Required work:
Images embedded in the records are excluded; print everything else exactly as given.

Task material:
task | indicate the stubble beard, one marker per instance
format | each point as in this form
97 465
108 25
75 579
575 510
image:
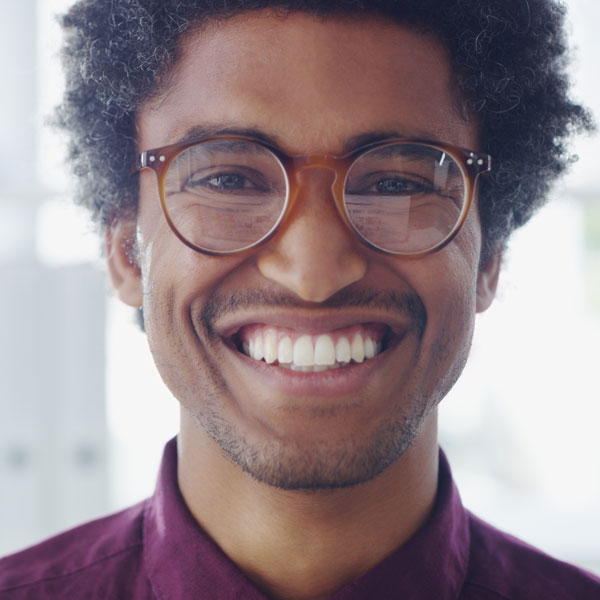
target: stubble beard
324 465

Finished answer:
task | indicate the stubble beard, one marker per instance
format | each point as in this form
97 465
108 25
75 579
575 510
image:
target: stubble beard
324 465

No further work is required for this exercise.